>> BEGIN MATERIAL PROVIDED
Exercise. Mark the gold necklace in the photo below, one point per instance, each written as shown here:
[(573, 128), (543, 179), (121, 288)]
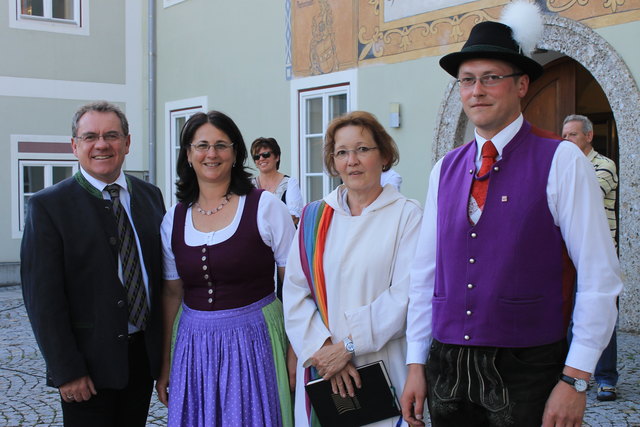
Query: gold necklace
[(227, 197)]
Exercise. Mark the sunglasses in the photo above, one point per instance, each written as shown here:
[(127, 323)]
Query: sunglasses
[(264, 155)]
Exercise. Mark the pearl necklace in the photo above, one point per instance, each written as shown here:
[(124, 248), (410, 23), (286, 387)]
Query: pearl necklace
[(227, 197)]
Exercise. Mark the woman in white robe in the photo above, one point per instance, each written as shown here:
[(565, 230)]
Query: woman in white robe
[(369, 247)]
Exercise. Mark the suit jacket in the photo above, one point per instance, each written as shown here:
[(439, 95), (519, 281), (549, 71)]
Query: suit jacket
[(72, 292)]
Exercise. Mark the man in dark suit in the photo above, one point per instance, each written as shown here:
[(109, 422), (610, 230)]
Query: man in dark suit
[(91, 283)]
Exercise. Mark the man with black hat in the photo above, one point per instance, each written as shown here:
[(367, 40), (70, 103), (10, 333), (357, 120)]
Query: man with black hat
[(507, 217)]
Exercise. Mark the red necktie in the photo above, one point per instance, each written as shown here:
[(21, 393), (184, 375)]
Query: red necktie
[(481, 181)]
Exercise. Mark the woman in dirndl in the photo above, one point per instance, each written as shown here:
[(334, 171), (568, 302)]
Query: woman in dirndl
[(224, 343)]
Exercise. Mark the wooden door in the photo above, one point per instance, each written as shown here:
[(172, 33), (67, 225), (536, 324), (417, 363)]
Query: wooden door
[(552, 97)]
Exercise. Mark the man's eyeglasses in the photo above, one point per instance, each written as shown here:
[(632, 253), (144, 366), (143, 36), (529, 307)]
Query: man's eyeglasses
[(486, 80), (264, 155), (360, 153), (95, 137), (218, 147)]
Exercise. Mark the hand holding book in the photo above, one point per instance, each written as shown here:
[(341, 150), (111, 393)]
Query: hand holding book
[(330, 359), (342, 382)]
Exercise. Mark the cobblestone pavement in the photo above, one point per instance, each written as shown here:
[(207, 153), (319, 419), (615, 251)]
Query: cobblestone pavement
[(25, 400)]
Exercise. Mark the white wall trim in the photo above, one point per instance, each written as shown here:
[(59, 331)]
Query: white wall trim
[(62, 89), (79, 27), (347, 76), (134, 96), (169, 3)]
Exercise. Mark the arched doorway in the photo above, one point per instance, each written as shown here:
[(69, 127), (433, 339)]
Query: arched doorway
[(595, 54), (566, 87)]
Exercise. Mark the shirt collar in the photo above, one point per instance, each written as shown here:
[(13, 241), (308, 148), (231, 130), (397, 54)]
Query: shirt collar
[(502, 138), (100, 185)]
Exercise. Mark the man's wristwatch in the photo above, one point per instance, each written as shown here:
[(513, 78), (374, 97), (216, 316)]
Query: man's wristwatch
[(348, 345), (579, 384)]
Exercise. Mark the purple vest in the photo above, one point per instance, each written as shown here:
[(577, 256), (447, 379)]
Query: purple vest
[(507, 281), (230, 274)]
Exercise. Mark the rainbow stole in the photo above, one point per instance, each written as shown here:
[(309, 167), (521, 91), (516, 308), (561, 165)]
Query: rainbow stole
[(315, 220)]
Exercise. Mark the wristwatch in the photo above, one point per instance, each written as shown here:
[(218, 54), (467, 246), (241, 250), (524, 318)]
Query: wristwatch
[(348, 345), (579, 384)]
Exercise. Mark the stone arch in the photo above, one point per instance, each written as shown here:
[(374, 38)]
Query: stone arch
[(581, 43)]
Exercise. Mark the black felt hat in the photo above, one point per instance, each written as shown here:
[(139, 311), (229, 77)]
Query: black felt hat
[(491, 40)]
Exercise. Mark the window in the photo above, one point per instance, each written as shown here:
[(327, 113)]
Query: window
[(38, 162), (37, 175), (318, 108), (168, 3), (315, 101), (64, 16), (176, 115)]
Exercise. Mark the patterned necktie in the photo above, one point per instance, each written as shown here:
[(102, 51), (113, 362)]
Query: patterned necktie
[(131, 272), (481, 182)]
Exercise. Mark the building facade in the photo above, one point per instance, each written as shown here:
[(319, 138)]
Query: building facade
[(285, 69)]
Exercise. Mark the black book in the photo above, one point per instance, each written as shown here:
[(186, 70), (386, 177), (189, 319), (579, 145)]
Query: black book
[(374, 401)]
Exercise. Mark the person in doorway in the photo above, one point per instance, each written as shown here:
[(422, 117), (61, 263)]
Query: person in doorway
[(91, 277), (266, 155), (347, 308), (507, 217), (391, 177), (579, 130)]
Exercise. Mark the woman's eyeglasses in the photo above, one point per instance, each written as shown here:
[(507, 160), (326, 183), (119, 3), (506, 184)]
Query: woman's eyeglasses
[(264, 155)]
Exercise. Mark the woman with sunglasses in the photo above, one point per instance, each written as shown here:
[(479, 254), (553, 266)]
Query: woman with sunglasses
[(347, 284), (224, 360), (266, 155)]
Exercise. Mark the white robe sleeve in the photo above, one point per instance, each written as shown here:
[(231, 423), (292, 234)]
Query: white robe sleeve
[(373, 325)]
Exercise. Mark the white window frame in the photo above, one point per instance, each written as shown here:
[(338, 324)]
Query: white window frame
[(169, 3), (20, 159), (78, 25), (300, 90), (173, 110)]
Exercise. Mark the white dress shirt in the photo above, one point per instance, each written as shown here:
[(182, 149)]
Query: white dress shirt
[(274, 225), (575, 202)]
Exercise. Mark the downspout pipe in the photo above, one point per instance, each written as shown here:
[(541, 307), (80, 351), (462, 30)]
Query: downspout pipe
[(151, 88)]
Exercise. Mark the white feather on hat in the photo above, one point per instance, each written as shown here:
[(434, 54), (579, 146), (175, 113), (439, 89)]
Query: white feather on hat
[(525, 20)]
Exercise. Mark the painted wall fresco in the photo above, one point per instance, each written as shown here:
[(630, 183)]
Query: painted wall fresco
[(333, 35)]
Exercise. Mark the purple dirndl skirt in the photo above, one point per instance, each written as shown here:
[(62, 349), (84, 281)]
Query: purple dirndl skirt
[(222, 371)]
>> END MATERIAL PROVIDED
DIRECTIONS FOR THIS TASK: Reproduce the items starting at the line that contains "Exercise. Mark the black book" and ending at the line that contains "[(373, 325)]", both lines included. Offset every coordinate in the answers by -7, and leave the requests and their format samples unchanged.

EXERCISE RESPONSE:
Exercise. Mark the black book in the photo above, one point per instance, each written as shown here:
[(186, 70), (386, 177), (189, 319), (579, 145)]
Query: black book
[(367, 394)]
Exercise. Mark the person in doorway in the photo above, one point per instance, each written as shown here:
[(422, 117), (61, 263)]
Query: person in doorway
[(84, 270), (259, 148), (340, 301), (500, 210), (384, 170), (572, 123)]
Exercise. Mark the woman's eyeglasses in the photo above, one point per instance, each written as shown here:
[(507, 160), (326, 183), (119, 3), (506, 184)]
Query: woman's eyeglasses
[(257, 148)]
Exercise. Mark the woman with sunglasses in the photo above, one point per instance, each written as shown here:
[(479, 254), (553, 266)]
Query: woman with sunglasses
[(340, 277), (217, 353), (259, 148)]
Exercise. Mark the white robe sleeve in the photo above, one point per instance, each written as shown here:
[(231, 423), (292, 234)]
Query: white robe sleeve
[(366, 318)]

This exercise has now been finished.